> [REQUEST 1]
In the article about the Tarawa veteran, what unit was Lupe Gasca assigned to when he arrived in New Zealand?
> [REQUEST 2]
Quote the stretch of the Tarawa veteran article from "Gasca was born" through "First World War.".

> [PAGE EXCERPT]

One of the final Tarawa veterans recalls battle from 80 years ago

By Patrick Reed, Leatherneck Magazine
Sarah Stultz/Albert Lea Tribune Lupe Gasca of Albert Lea turns 102 on March 12. He has lived in Albert Lea since he was 2 months old.

ALBERT LEA — On a hot November day 80 years ago, 21-year-old Pfc. Lupe Gasca found himself on the other side of the world, wading through a chest deep lagoon with Japanese bullets hitting the water to his left and right. Now 101 years old, the lifelong resident of Albert Lea recalls his involvement in one of the defining battles of World War II — the Battle of Tarawa.

Lupe Gasca, c. 1945

Gasca was born in Texas, but moved to Albert Lea in May 1922, when he was just 2 months old. His parents were farmers, moving to town to obtain work harvesting sugarbeets. They stayed and continued on in the town as tenant farmers. Gasca’s young life was characterized by hard work — he grew up during the depression, worked as a farmhand and went to school on a part-time basis. But he always loved to visit the library and was particularly interested in its collection of images from the First World War.

When the Japanese attacked Pearl Harbor, Gasca was working part-time as a store clerk. He knew his name would be called in the draft, and remembering the images of trench warfare from the library, made a choice.

“I said, ‘Well, I’m not going to join the Army,” Gasca recalled. “I’m going to go in the Marine Corps, because I’ll get the easy job. I’m not going to be crawling in the mud like those guys.’”

And so, he joined the Marines.

When Gasca went overseas, he was first sent to New Zealand. There, he joined his unit, 1st Battalion, 2nd Marine Regiment. The regiment was resting and refitting after participating in fighting at Guadalcanal, the first major American ground offensive in the Second World War. The United States had prevailed against the Japanese at Guadalcanal, halting their imperial ambitions, protecting Australia, and taking the first step in a long journey of “island hopping” across the Pacific. When Gasca arrived, he was assigned to a machine gun team in B Company, under the command of Capt. Maxie Williams. The Marines of B Company were preparing for the next offensive, a landing on a small island called Betio.

Betio is an island in Tarawa Atoll, located in the Gilbert Islands of the Central Pacific Ocean. Though just over two miles long, and 800 yards across at its widest, Betio was home to a runway from which Japanese aircraft could delay the American advance toward Japan. Despite its size, and sitting just ten feet above sea-level at its highest, the Japanese had intensely fortified Betio.

> [INFORMATION SUPPLIED]
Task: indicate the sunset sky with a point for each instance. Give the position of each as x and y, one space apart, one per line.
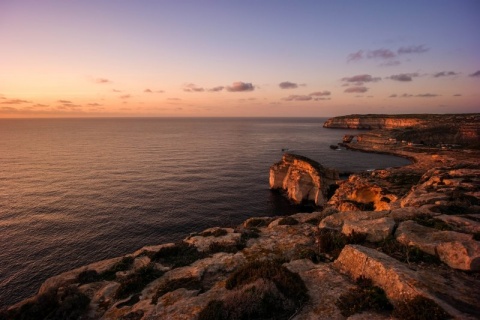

> [WRITTEN RESPONSE 1]
A machine gun team in B Company, 1st Battalion, 2nd Marine Regiment, under the command of Capt. Maxie Williams.

> [WRITTEN RESPONSE 2]
Gasca was born in Texas, but moved to Albert Lea in May 1922, when he was just 2 months old. His parents were farmers, moving to town to obtain work harvesting sugarbeets. They stayed and continued on in the town as tenant farmers. Gasca’s young life was characterized by hard work — he grew up during the depression, worked as a farmhand and went to school on a part-time basis. But he always loved to visit the library and was particularly interested in its collection of images from the First World War.